>> begin Given records

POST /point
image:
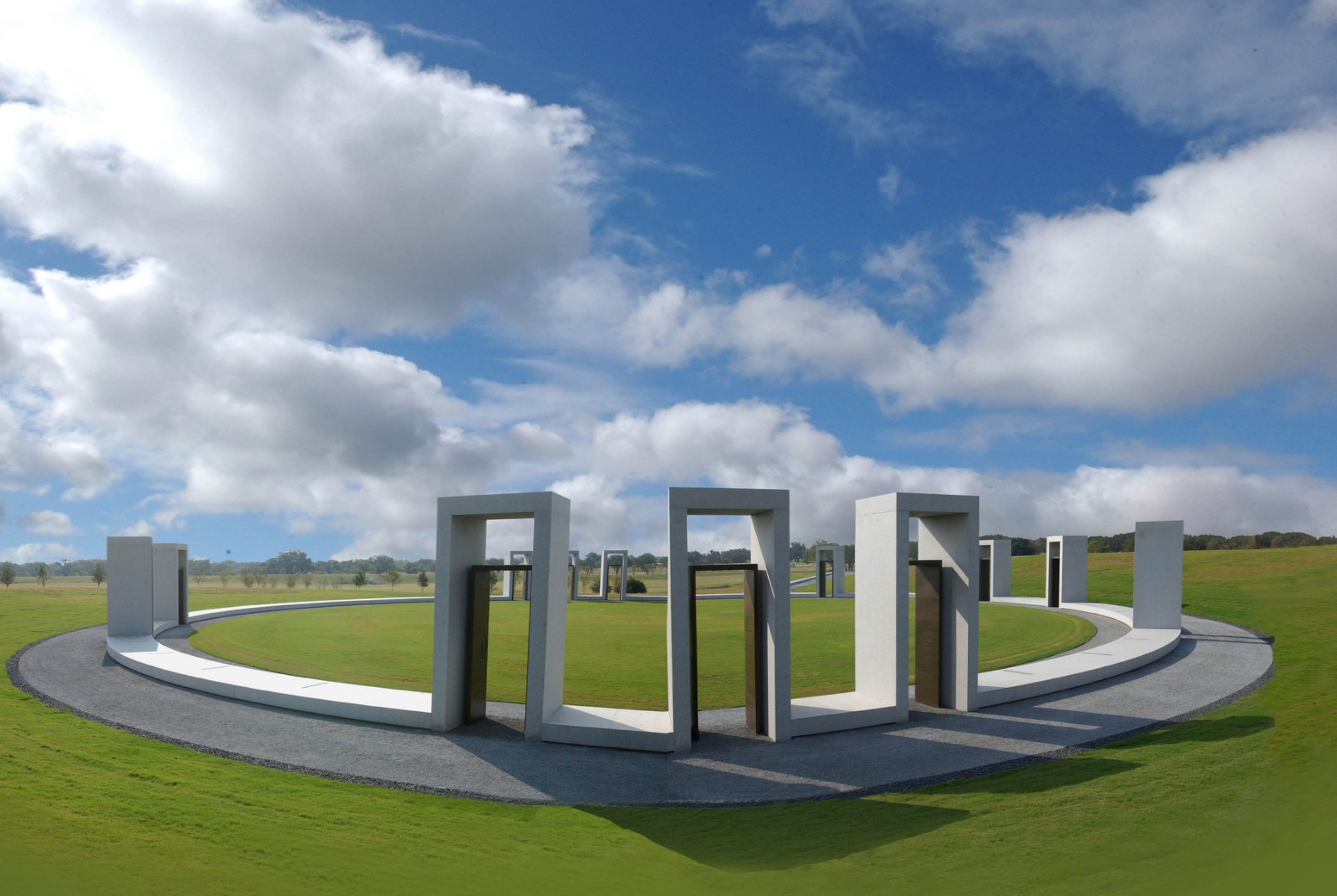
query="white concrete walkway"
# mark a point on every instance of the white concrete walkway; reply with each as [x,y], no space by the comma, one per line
[1137,649]
[412,709]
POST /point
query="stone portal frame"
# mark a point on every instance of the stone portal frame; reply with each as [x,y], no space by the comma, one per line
[514,558]
[130,587]
[171,585]
[998,551]
[949,532]
[837,561]
[603,574]
[1070,585]
[1158,575]
[768,510]
[462,544]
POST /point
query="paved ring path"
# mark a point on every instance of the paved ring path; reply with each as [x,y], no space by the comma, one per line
[1214,665]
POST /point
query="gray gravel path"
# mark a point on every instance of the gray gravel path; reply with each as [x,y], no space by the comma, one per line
[1214,665]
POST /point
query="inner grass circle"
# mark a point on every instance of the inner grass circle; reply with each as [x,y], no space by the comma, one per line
[615,652]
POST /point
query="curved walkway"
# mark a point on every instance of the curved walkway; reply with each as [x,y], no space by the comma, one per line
[1213,665]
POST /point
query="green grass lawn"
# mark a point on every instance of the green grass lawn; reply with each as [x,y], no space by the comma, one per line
[1240,800]
[615,652]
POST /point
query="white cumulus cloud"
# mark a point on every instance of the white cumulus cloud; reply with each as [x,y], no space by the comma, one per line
[47,523]
[284,162]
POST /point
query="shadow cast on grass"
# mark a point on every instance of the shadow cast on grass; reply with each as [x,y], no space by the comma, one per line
[1042,777]
[1202,730]
[779,838]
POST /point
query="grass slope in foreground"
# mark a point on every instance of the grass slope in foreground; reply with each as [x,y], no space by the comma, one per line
[615,652]
[1240,800]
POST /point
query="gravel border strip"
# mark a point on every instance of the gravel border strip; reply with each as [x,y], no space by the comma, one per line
[900,787]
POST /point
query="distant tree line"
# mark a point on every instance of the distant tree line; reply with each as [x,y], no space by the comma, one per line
[296,563]
[1123,542]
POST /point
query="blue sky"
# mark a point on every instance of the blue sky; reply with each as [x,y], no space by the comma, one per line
[283,289]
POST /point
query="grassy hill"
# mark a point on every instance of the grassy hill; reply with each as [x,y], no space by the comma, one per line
[1240,800]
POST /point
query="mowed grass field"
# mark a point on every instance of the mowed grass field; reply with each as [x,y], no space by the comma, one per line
[615,652]
[1240,800]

>> end Given records

_Exercise:_ Omit the pictures, then quote the rest of the material above exactly.

_Expected answer:_
POST /point
image:
query="white concrete walkway"
# mark a point on every instance of the white concrete walkway; reply with each as [x,y], no space by the comma, one per line
[1137,649]
[412,709]
POST /point
query="stone portal frame"
# mark a point on every instance of the stone portal frame; reply with each as [x,y], no space by the comma, one per line
[514,558]
[130,587]
[171,585]
[998,551]
[949,532]
[837,561]
[603,574]
[1070,585]
[1158,575]
[768,510]
[462,544]
POST /point
query="paved ring path"
# mark a point on every instance of the paved ring path; reply with each as [x,y], no space by the comma, one per line
[1214,665]
POST /point
query="gray gravel path"
# mark a point on every instance of the gray gravel path; reply with each as [x,y], no space by the comma, one per line
[1214,665]
POST /point
query="inner grass circle"
# mark a point on every instance of the inner grass circle; reply with each as [x,y], no space by the comma, one per line
[615,652]
POST /point
query="curved walkway"
# mark a point on every instance of the curved walkway; reply with each as [x,y], no space by the comma, one per line
[1213,665]
POST /point
query="green grass lawn"
# mark a point on every instance of the green grass lawn; reply with each as [x,y], no space by the comma, one per line
[1240,800]
[615,652]
POST /point
query="white cumulus cloud"
# mark a point on every instance of the white cumulus cloud; reply with each as [x,y], no space by the comma, one per line
[47,523]
[284,162]
POST /point
query="shadow cast on grass"
# mark a point on every instance of the shadow cast on grass; reply with each as [x,y], no space by the comma, one per line
[1042,777]
[1202,730]
[779,838]
POST /point
query="grass slope in foreground"
# mark a point on every instance of the grass slope in foreground; reply with each as [x,y], no space by the comma, one per line
[615,652]
[1240,800]
POST /point
query="gravel border strip"
# mark a point on every instance of the gravel border strip; reply with each as [x,y], no space by the comma, one per line
[900,787]
POST /point
query="distant tree line"
# mark a point on every instance of the distant tree line; reply with each as [x,y], no space by the comma, one per line
[296,563]
[1123,542]
POST /point
query="blue sky"
# mark a point on every instance of the blue sky; reply with each as [x,y], no space by the comma, one per line
[283,289]
POST /point
query="grassy hill"
# mark a point on every instance of the grassy hill; reply with each as [x,y], no space by the comma, one per line
[1240,800]
POST /point
query="mowed grass field"
# mark a point on every instance of the mowed grass field; reply with each as [x,y], no space by the comma, one per line
[615,652]
[1240,800]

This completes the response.